• _Problem_
In the project list, rewrite the passage starting with "HotElectric" and going on through "levels of hetero-atoms.", putting "green electricity" wherever "renewable power" occurs.

PPP Surcharge projects

New Insights in the Electroreduction of CO2 to Formate over In/Bi-based Catalysts through In-situ and Operando Spectroscopy and Microscopy: Role of Promotor Element and Binder Material
Utrecht University / Avantium Chemicals BV
In order to combat climate change our society is moving away from fossil resources and increasingly producing and using renewable resources, including green electrons from e.g., solar panels and wind turbines. These green electrons can be used to produce via electrochemical routes fuels (e.g., hydrogen) and chemicals (e.g., ethylene). This research project focuses on the production of another important building block, namely formate, which can be the starting point for the manufacturing of a variety of chemicals and materials. However, this is only possible when the overall formate yields are sufficiently high and when high conversion levels can be maintained for long operational periods. This should become possible when we are capabable to better understand both the reaction and deactivation processes for suitable catalyst materials and having proper means to alter their structure and composition. The project goal is to use a range of powerful and sensitive analytical methods, including vibrational spectroscopy, X-ray spectroscopy and tomography, scanning and transmission electron microscopy, as well as surface science methods.

Understanding new candidate drugs for treatment of ABC transporter-mediated diseases
Utrecht University / Rectify Pharmaceuticals Inc.
Mutations in the protein family of ABC-transporters cause a range of diseases. Cystic Fibrosis (CF) is the best known one, but also Stargardt disease (STGD1), adrenoleukodystrophy (ALD1), Sitosterolemia (STSL2), PFIC2, and others. These are monogenic inherited diseases, caused by mutations in the ABC-transporter gene. This leads to a defective or absent ABC-transporter protein, and the lives of most Cystic-Fibrosis patients has improved tremendously since they have access to a pill that corrects and enhances their defective ABCtransporter protein. A pill with a typical medicine is much easier to develop than the alternative, gene therapy. The industrial partner is developing a pill that targets a defective ABC-transporter. Whereas medicines can be approved for the patient without understanding how the medicine works, it helps development of therapy for all ABC transporters when the protein and effect of the pill are understood. The aim of this project is to establish a toolset for the first ABC-transporter for which a pill is being developed, and to start characterizing the ABC-transporter protein and the mode of action of the first candidate medicines.

Extending boundaries: Single-particle mass analysis of von Willebrand Factor oligomers by mass photometry and charge detection mass spectrometry
Utrecht University / MS Vision
Our blood contains a wide variety of circulating proteins, mostly quite small. However, one protein in blood is the “von Willebrand Factor” that is present as a dimeric protein of about 0.5 million Da, but also forms readily higher order aggregates ranging in mass to about 20 million Da. In this project we aim to pass the current boundaries in single-particle mass analysis by mass photometry and charge detection mass spectrometry targeting the analysis of the VWF oligomers. If this can be achieved, we aim to subsequently develop new diagnostic tools to monitor (the self-aggregation of) this important blood biomarker.

HotElectric
PTG/e BV / Shell Global Solutions BV
High-temperature heat is key for industrial process and climate change mandates to derive this from emission-free sources such as renewable power from wind and solar PV. The conversion of renewable power to high-temperature heat can be achieved by Joule heating using wide-bandgap semiconductors such as Silicon Carbide. In this project, PTGe in partnership with Shell will study the heat conversion and conductivity as well as the surface modification of SiC synthesized from natural sources that contain unquantified levels of hetero-atoms.

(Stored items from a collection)
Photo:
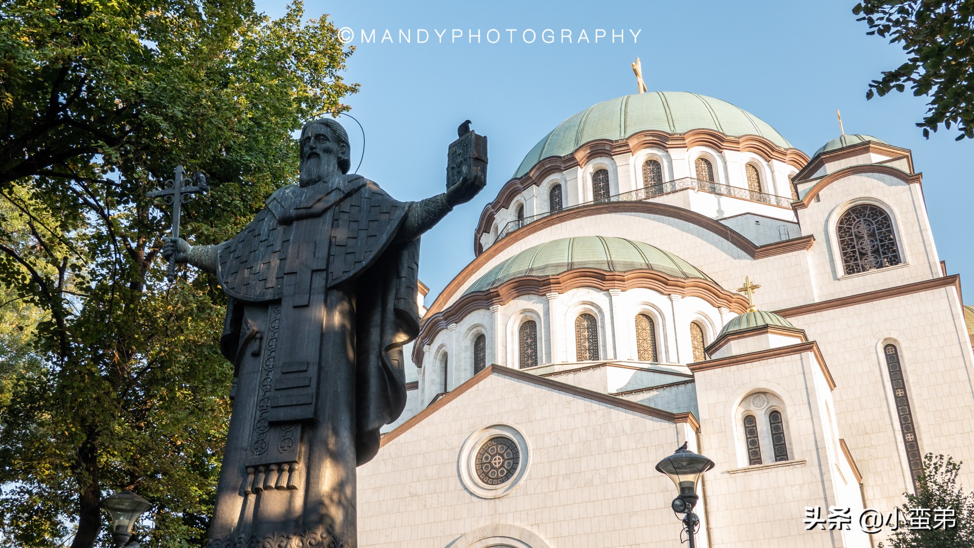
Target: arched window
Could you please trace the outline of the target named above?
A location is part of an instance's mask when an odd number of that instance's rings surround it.
[[[487,367],[487,337],[478,334],[473,339],[473,374],[484,371]]]
[[[747,173],[747,189],[750,190],[752,194],[758,193],[757,196],[752,196],[752,199],[755,199],[760,196],[762,192],[764,192],[761,189],[761,176],[758,175],[758,168],[748,164],[747,167],[744,168],[744,171]]]
[[[753,414],[744,415],[744,442],[747,446],[747,463],[761,464],[761,440],[758,439],[758,419]]]
[[[693,361],[702,362],[707,359],[703,352],[703,328],[696,322],[690,324],[690,344],[693,348]]]
[[[599,326],[595,316],[585,312],[575,319],[575,359],[599,359]]]
[[[551,213],[560,212],[562,207],[564,206],[561,201],[561,185],[556,184],[548,192],[548,211]]]
[[[846,274],[856,274],[902,262],[893,223],[879,206],[850,208],[836,225],[839,252]]]
[[[663,169],[656,160],[643,162],[643,186],[650,189],[650,194],[659,194],[662,188],[656,186],[663,183]]]
[[[538,365],[538,324],[534,320],[528,320],[521,324],[518,330],[518,345],[520,347],[520,361],[518,367],[533,368]]]
[[[697,158],[693,162],[693,166],[696,168],[696,178],[699,180],[714,180],[714,166],[710,163],[710,160]]]
[[[781,411],[772,411],[768,413],[768,422],[771,430],[771,447],[774,450],[774,462],[788,460],[788,445],[785,443],[785,425],[781,420]]]
[[[609,197],[609,170],[598,170],[592,174],[592,200]]]
[[[656,326],[646,314],[636,316],[636,352],[640,362],[656,360]]]
[[[913,419],[910,408],[910,396],[903,382],[903,368],[900,364],[900,353],[895,344],[882,347],[886,355],[886,369],[889,371],[889,382],[893,388],[893,398],[896,402],[896,415],[900,421],[900,433],[903,435],[903,446],[907,450],[907,462],[910,463],[910,473],[916,478],[923,472],[923,459],[919,453],[919,444],[917,440],[917,423]]]

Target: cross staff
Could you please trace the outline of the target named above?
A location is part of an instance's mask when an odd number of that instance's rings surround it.
[[[167,180],[166,188],[162,190],[152,190],[145,193],[145,196],[148,198],[163,196],[167,204],[172,205],[171,236],[173,238],[179,237],[179,214],[182,211],[182,205],[189,201],[189,195],[209,190],[209,186],[206,184],[206,176],[205,176],[203,172],[196,172],[193,174],[193,182],[196,183],[195,186],[183,186],[183,167],[176,166],[175,178]],[[166,278],[170,282],[176,279],[175,257],[169,257],[169,270]]]
[[[632,63],[632,71],[636,74],[636,87],[639,88],[639,93],[646,93],[646,82],[643,81],[643,63],[639,61],[639,58]]]
[[[739,288],[738,292],[743,292],[747,294],[747,311],[757,312],[758,307],[754,305],[754,290],[759,289],[761,286],[759,284],[752,284],[750,276],[744,276],[744,287]]]

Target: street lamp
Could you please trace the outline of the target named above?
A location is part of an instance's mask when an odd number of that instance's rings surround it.
[[[693,534],[700,525],[700,519],[693,513],[693,506],[699,498],[696,496],[696,483],[704,472],[713,467],[713,460],[688,450],[687,443],[656,464],[656,471],[666,474],[680,491],[670,506],[673,512],[684,514],[683,525],[690,539],[690,548],[696,548]]]
[[[113,494],[101,501],[101,506],[112,515],[112,540],[122,548],[131,538],[131,526],[143,512],[152,508],[148,500],[131,490]]]

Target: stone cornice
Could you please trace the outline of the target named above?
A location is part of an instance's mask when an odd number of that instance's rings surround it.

• _Result of this task_
HotElectric
PTG/e BV / Shell Global Solutions BV
High-temperature heat is key for industrial process and climate change mandates to derive this from emission-free sources such as green electricity from wind and solar PV. The conversion of green electricity to high-temperature heat can be achieved by Joule heating using wide-bandgap semiconductors such as Silicon Carbide. In this project, PTGe in partnership with Shell will study the heat conversion and conductivity as well as the surface modification of SiC synthesized from natural sources that contain unquantified levels of hetero-atoms.